> _DOCUMENT SEGMENT_:

◇ ◇ ◇ ◇ ◇

Thursday, April 10, 2008

Peace in the Age of One-Liners

Hate mail: thankfully we don't get very much of it, in fact it's extremely rare. A while back I started getting these emails from an ad I placed for one of my designs. Maybe I should be more careful with the really controversial stuff. This one said "Peace on Earth." Yikes, I know-- cool down there Paul, what are you thinking putting something like that out there with your name on it? Call me a maverick. Oh, and get this, it even has a peace sign on it! Yes, I'm positively on-fire with my rebellious creativity.

So this guy starts sending me emails-- can't remember them really, just a bunch of one liners that all had to do with, I don't know, let's just say he disagreed with my wild idea of "peace on earth." Now, this may come as a shock to you, but the concept of peace on earth wasn't even my idea. Beauty contestants have been relying on promoting "world peace" for quite some time now whenever they get asked how they would change the world if they could. I didn't invent the peace sign either. In fact, I merely photographed a guy who had drawn a humongous peace sign on the beach. Then I added the caption. The only original thing about it was the fact that a peace sign drawn on the earth accompanied by the words "peace on earth" is an incredibly bad visual pun.

So, I kept running the ad, and kept getting the emails. Being me, (a bit wordy at times) it was hard to keep from writing him back. But they were all one liners intended to annoy me, not a request for an intelligent conversation. They started to change, getting a little worse. One of them said "there can be no peace as long as a religion wants us dead." I'm 100% certain that there's no religion which wants us dead, but that was probably the best of the lot in terms of a potential argument. I have a Bachelors degree in Religious Studies; there is no major world religion advocating genocide. Also, the vast majority of members of every world religion don't advocate killing anybody, and that includes Muslims (of course) even though there appears to be some confusion in this country about that. Here is my one liner: it's not about religion. I don't have time for more than that here because this article isn't about foreign relations. It's about one-liners. It's about context.

◇ ◇ ◇ ◇ ◇

> _JOB 1_:
Filter the entries, keeping every line that contains the word "white".
The entries are unrelated to the blog post.

> _LISTED ENTRIES_:
◇ ◇ ◇ ◇ ◇

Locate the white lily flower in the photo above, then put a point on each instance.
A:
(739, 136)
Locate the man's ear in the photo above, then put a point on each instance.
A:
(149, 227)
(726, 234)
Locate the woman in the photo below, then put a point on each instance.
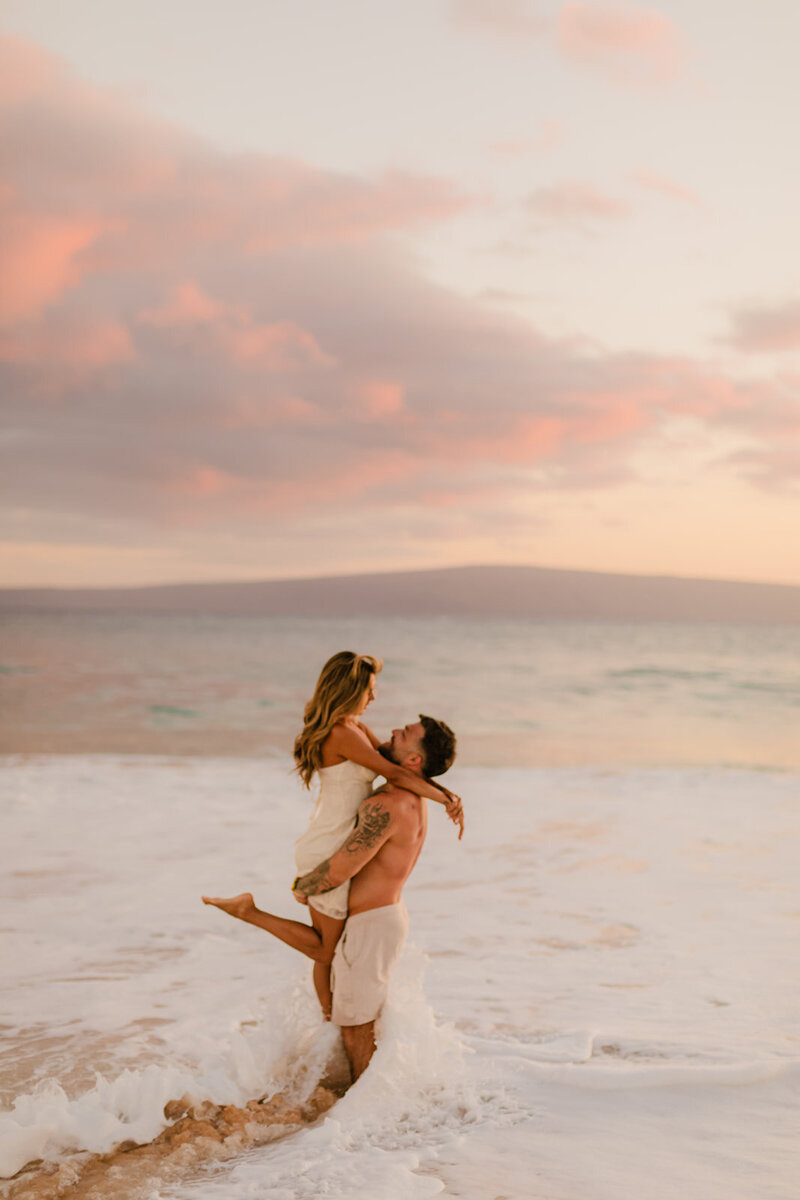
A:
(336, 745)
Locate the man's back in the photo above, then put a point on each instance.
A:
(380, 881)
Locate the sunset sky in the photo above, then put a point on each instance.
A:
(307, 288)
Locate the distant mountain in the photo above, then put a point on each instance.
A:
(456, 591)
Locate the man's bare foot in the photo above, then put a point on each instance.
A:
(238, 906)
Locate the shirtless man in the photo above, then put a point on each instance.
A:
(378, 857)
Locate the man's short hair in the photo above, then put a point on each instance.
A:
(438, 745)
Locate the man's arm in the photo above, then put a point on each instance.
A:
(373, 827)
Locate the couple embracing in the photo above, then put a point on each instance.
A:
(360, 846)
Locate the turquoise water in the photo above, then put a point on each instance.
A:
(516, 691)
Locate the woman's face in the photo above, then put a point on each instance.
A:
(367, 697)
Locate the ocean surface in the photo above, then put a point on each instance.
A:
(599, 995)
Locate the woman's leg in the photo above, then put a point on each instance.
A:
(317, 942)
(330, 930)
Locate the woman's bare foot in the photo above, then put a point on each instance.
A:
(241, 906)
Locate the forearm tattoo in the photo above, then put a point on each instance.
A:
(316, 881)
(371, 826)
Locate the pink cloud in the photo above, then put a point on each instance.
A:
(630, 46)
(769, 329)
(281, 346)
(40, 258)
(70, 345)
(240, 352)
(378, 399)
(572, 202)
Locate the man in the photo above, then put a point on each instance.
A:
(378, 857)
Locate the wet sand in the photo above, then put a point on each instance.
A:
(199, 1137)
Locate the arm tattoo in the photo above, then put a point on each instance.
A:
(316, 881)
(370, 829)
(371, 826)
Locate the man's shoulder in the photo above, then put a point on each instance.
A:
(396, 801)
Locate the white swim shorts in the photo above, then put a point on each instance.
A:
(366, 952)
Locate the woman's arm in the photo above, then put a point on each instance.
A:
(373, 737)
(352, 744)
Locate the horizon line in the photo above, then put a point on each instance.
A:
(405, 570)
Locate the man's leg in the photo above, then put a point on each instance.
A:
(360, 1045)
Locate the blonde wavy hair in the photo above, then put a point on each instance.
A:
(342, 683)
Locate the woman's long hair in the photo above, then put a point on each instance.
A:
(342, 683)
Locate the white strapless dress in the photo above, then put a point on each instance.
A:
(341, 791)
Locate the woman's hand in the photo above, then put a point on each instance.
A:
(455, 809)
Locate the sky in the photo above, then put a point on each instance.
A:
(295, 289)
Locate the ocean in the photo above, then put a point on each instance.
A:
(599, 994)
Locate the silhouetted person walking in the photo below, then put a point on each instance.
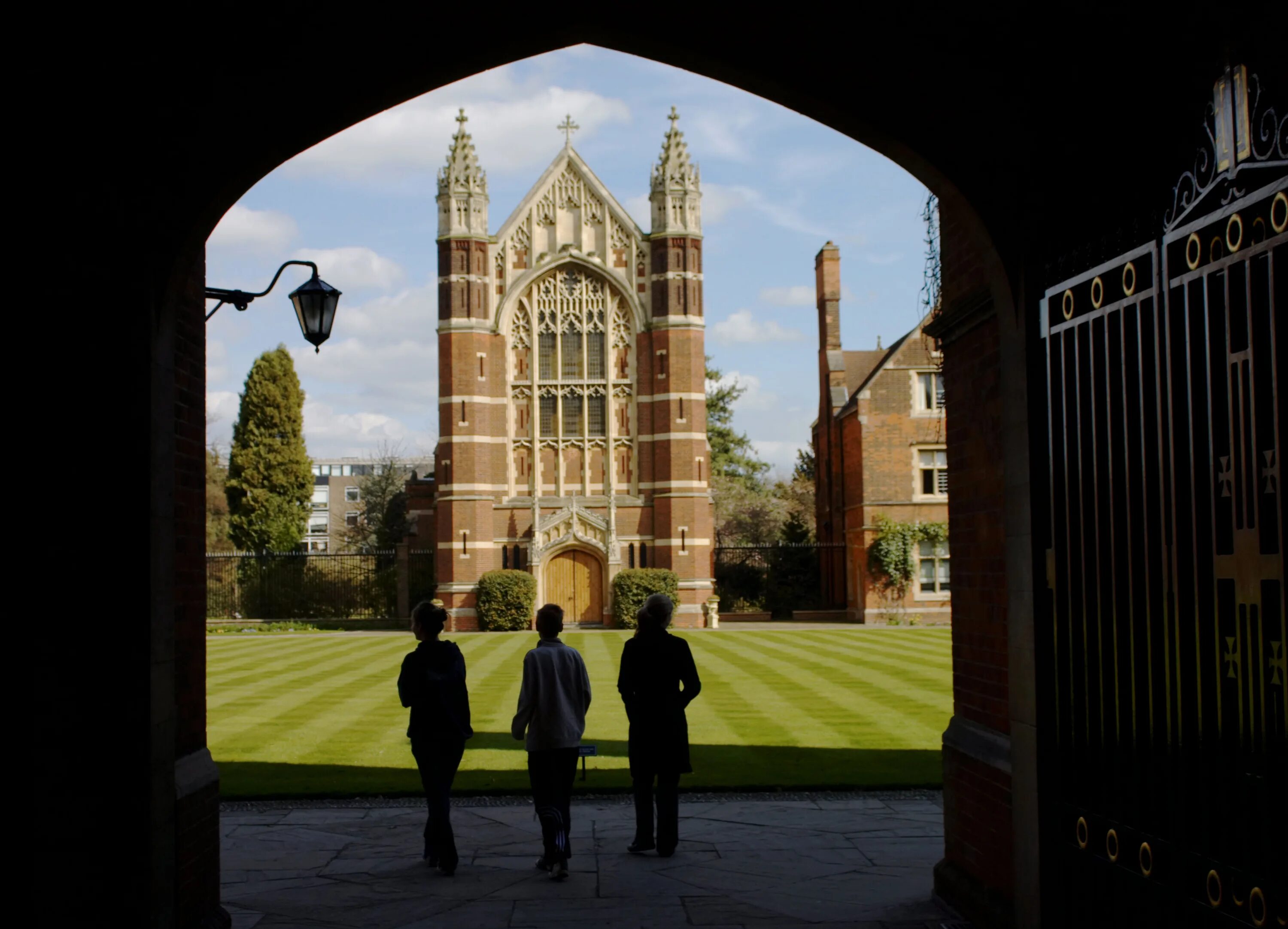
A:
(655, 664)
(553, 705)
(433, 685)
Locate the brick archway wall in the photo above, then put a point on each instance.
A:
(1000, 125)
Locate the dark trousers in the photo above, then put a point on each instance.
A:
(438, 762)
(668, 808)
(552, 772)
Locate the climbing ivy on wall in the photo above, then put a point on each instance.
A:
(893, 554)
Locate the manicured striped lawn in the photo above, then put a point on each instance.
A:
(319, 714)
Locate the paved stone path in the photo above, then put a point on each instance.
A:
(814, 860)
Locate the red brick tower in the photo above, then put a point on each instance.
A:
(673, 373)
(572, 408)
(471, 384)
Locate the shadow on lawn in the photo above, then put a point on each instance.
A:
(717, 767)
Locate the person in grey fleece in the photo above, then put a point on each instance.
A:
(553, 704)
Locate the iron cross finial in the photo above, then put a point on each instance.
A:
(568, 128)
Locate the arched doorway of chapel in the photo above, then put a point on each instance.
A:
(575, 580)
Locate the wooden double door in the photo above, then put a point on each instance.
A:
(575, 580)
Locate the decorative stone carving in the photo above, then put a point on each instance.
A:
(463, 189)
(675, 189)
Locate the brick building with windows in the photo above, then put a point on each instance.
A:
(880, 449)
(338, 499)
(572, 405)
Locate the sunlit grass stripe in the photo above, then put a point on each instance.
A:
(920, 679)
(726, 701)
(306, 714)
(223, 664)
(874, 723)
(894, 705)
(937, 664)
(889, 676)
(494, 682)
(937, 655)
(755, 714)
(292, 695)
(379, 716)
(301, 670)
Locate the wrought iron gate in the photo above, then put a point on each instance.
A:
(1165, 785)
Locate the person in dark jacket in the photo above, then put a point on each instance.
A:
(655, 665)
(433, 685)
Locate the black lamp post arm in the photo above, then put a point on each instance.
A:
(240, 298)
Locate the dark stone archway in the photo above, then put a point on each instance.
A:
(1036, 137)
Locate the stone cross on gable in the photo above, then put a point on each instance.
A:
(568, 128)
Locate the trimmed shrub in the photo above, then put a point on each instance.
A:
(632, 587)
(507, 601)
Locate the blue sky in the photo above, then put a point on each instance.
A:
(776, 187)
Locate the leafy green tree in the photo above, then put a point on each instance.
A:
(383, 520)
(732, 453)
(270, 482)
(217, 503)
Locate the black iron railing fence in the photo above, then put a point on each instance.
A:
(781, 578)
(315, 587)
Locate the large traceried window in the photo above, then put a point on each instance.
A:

◇ ◇ ◇ ◇ ◇

> _JOB 2_:
Answer these questions from the blog post:
(a) What words did the advertised design carry?
(b) What had the photographed man drawn on the beach?
(c) What degree does the writer hold?

> _EXERCISE OUTPUT 1_:
Locate the white lily flower in the photo above, then put a point on each instance.
Locate the white swim shorts in the photo above, then put a point on each instance.
Locate the white strapless dress in the photo above, then put a point on each instance.

> _EXERCISE OUTPUT 2_:
(a) "Peace on Earth."
(b) A humongous peace sign.
(c) A Bachelors degree in Religious Studies.